→ INPUT RECORDS:
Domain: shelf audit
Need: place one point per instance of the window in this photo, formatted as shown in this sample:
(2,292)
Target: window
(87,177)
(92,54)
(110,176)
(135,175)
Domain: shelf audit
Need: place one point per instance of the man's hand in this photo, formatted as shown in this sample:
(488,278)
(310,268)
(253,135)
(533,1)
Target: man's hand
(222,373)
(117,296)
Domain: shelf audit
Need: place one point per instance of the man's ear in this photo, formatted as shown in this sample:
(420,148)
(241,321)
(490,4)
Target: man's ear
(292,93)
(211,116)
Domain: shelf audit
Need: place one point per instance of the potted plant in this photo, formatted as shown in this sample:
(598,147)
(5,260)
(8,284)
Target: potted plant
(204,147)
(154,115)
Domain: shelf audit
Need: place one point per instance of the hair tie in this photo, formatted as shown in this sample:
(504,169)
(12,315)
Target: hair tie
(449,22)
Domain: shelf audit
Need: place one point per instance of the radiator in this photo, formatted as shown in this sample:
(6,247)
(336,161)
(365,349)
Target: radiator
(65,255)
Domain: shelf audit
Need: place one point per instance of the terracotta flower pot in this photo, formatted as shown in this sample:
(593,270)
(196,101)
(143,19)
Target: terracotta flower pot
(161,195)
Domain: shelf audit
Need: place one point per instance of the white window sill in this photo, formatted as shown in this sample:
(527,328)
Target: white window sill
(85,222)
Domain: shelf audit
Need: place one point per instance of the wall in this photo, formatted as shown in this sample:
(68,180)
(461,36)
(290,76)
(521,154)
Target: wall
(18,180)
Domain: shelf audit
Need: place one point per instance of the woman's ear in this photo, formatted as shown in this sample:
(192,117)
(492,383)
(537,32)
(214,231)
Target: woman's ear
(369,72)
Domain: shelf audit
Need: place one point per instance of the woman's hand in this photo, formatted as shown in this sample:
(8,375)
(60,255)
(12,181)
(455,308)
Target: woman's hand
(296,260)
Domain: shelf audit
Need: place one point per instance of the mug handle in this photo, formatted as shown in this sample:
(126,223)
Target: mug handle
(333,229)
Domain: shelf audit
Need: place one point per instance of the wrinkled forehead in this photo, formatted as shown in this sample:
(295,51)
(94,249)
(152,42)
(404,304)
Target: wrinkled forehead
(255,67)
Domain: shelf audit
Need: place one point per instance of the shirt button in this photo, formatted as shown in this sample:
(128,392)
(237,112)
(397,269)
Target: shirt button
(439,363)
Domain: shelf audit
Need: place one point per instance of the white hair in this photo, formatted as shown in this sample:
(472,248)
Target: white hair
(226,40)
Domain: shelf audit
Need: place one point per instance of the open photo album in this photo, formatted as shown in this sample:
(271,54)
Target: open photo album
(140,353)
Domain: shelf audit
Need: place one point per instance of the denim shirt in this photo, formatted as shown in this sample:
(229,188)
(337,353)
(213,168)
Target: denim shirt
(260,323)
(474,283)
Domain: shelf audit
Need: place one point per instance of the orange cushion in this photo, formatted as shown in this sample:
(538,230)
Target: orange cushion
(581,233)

→ BRIEF: The entries above are to be retyped exactly.

→ EXERCISE ANSWER:
Domain: shelf audit
Need: place one point per instance of the window in this photo, formatted as shown in this sample:
(2,292)
Target: window
(87,177)
(92,54)
(110,176)
(135,175)
Domain: shelf audit
Need: place one point per instance of the man's hand in this photo, formatted as shown in this sample:
(488,278)
(310,268)
(253,135)
(533,1)
Target: man's hand
(222,373)
(117,296)
Domain: shelf audit
Need: place one point per instance of the man's ear in this photo, formatted as shown in this sample:
(420,148)
(241,321)
(490,4)
Target: man's ear
(292,93)
(211,116)
Domain: shelf audit
Need: place one point per instance of the potted plant in this photo, formatted as shown in this sample:
(598,147)
(5,260)
(8,284)
Target: potted plant
(204,147)
(154,115)
Domain: shelf audit
Need: place one point per instance of the hair tie in this photo, formatted as shown in this sample:
(504,169)
(12,315)
Target: hair tie
(449,22)
Domain: shelf audit
Need: place one point per instance of the radiator in this photo, formatted as shown in this sample:
(6,247)
(336,161)
(365,349)
Target: radiator
(65,255)
Domain: shelf audit
Need: place one point per instance of the terracotta flower pot in this photo, formatted as shown in this sample:
(593,270)
(196,101)
(143,19)
Target: terracotta flower pot
(161,195)
Domain: shelf audit
Need: place one point per instance of the white window sill in this photo, formatted as shown in this sample:
(527,328)
Target: white window sill
(85,222)
Domain: shelf audit
Need: place one point per instance of the wall in this photo, formatted as shown in this sample:
(68,180)
(461,36)
(290,76)
(521,154)
Target: wall
(18,180)
Domain: shelf audit
Need: place one point per instance of the woman's ear in this photo, formatted as shown in this sample:
(192,117)
(492,383)
(537,32)
(214,231)
Target: woman's ear
(369,72)
Domain: shelf audit
Need: place one point per instance of the woman's hand in this photo, formatted as shown in this sample:
(8,375)
(60,255)
(12,181)
(455,308)
Target: woman's hand
(296,260)
Domain: shelf audit
Need: place one point per instance of the mug handle in this photo, formatted as shown in this sample:
(126,223)
Target: mug handle
(333,229)
Domain: shelf audit
Need: place one point per instance of the wrinkled forehead in this photo, formatted as shown in this sample:
(295,51)
(94,249)
(152,42)
(404,304)
Target: wrinkled forehead
(255,67)
Domain: shelf audit
Need: place one point per instance of the shirt button in this photo, formatted as shown in this sample:
(128,392)
(237,112)
(397,269)
Target: shirt button
(439,363)
Domain: shelf audit
Need: place one point per instance of the white hair in this photo, formatted as shown in this sample:
(472,248)
Target: white hair
(226,40)
Domain: shelf audit
Need: place one point per instance of the open photo album in this photo, formatted as shown in this sample:
(271,54)
Target: open photo album
(140,353)
Domain: shelf audit
Need: place one point per instance of the denim shirt in this photo, formatted as shown in this sample:
(229,188)
(337,353)
(213,168)
Target: denim shirt
(260,323)
(474,283)
Domain: shelf audit
Need: place one point per instance of the orange cushion in this photo, formatted as shown in this sample:
(538,230)
Target: orange cushion
(581,233)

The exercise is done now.